[Begin STORED ROWS]

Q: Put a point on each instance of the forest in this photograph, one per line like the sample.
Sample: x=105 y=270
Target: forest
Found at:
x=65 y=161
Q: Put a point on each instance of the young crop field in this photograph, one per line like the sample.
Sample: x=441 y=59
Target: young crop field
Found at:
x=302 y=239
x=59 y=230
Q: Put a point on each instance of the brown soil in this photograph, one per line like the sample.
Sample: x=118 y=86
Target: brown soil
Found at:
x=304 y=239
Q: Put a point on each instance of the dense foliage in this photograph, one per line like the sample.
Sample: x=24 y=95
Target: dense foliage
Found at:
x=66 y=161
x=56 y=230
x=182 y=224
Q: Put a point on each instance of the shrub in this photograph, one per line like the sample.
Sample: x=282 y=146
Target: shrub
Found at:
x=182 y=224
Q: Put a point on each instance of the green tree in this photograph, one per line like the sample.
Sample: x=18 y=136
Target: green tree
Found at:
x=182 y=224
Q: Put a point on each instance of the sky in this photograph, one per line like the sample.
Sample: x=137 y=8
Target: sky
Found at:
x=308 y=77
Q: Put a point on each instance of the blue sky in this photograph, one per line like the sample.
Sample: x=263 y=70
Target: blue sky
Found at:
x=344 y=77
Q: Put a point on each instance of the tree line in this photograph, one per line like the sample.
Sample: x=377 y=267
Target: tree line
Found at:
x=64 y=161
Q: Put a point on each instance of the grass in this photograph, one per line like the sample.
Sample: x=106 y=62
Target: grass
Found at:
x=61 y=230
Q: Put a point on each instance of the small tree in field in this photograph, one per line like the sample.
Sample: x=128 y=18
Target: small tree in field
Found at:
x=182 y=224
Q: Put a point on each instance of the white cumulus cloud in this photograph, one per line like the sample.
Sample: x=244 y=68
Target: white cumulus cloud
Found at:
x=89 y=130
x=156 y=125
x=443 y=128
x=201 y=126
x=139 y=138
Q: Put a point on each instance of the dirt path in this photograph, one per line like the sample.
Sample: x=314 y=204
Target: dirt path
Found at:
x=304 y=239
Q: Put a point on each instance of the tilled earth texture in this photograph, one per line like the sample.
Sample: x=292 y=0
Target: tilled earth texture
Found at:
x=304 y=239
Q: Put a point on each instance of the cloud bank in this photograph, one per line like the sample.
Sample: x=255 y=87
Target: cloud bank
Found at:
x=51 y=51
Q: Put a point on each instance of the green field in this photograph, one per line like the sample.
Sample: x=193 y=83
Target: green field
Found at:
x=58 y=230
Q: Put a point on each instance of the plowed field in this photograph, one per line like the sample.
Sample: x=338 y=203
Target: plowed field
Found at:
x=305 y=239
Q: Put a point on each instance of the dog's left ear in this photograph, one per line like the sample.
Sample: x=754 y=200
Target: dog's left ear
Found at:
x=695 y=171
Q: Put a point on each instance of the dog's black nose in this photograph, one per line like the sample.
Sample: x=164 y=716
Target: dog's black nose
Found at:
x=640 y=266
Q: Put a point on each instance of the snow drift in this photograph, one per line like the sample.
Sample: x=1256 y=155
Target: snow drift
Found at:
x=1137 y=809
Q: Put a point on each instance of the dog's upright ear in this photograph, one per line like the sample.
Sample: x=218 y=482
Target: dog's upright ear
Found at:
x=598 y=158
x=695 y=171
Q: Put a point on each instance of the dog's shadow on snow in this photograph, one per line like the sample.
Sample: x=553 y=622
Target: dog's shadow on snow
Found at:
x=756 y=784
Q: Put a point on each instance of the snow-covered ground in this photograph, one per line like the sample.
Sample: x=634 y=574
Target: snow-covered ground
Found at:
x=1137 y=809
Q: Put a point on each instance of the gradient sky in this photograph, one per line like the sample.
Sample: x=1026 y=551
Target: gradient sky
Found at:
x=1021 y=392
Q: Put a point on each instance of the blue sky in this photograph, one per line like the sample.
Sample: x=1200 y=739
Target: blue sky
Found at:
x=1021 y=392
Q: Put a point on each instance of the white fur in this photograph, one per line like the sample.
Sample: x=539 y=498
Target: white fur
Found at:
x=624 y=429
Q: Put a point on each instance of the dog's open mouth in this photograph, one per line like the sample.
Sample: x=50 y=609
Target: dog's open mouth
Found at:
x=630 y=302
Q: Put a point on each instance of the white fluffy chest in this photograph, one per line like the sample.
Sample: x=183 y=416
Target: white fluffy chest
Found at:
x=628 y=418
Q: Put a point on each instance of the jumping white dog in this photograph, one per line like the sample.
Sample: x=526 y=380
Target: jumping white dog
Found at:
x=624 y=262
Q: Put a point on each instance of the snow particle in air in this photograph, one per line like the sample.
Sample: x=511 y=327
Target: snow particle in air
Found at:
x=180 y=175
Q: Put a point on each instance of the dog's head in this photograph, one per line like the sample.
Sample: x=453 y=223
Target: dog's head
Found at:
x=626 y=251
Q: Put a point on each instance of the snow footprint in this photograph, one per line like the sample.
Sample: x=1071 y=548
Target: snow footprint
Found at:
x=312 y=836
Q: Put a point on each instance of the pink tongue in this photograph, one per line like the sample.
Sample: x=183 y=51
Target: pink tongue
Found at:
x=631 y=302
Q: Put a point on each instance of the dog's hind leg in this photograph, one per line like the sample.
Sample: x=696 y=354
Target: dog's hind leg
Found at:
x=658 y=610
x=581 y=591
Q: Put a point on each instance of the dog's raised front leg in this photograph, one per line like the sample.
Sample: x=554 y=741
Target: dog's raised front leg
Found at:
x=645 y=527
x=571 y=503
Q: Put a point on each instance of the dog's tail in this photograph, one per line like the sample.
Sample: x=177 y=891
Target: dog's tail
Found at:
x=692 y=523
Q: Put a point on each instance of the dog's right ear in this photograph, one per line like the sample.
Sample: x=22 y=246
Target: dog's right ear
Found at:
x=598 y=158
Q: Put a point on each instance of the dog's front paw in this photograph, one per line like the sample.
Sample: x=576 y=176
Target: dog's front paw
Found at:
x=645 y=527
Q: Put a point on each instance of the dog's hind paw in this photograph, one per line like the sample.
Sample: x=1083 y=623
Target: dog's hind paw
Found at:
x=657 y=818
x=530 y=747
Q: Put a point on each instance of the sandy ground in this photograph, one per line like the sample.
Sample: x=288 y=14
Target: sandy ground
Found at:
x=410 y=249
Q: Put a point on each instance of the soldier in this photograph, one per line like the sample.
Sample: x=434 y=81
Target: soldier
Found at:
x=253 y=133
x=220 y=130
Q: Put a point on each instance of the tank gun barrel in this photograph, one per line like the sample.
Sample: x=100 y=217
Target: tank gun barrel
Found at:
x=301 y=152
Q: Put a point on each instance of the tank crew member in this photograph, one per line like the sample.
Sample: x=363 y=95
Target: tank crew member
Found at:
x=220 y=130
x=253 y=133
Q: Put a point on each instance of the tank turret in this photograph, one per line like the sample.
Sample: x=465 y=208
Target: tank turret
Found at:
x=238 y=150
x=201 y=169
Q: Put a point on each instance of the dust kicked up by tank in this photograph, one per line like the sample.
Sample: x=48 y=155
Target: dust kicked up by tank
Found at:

[End STORED ROWS]

=== REQUEST ===
Recast the stretch of entries from the line containing "Q: Put a point on each instance of the snow footprint" through the line containing "x=631 y=302" as a JSON list of strings, one string per line, with blank lines omitted.

=== EXPECTED OUTPUT ===
[
  "Q: Put a point on each instance of the snow footprint in this photograph, one per line like the sample.",
  "Sample: x=1071 y=548",
  "Target: snow footprint",
  "Found at:",
  "x=312 y=836",
  "Q: Put a point on each instance of the pink tongue in this photograph, one per line like the sample.",
  "Sample: x=183 y=51",
  "Target: pink tongue",
  "Found at:",
  "x=631 y=302"
]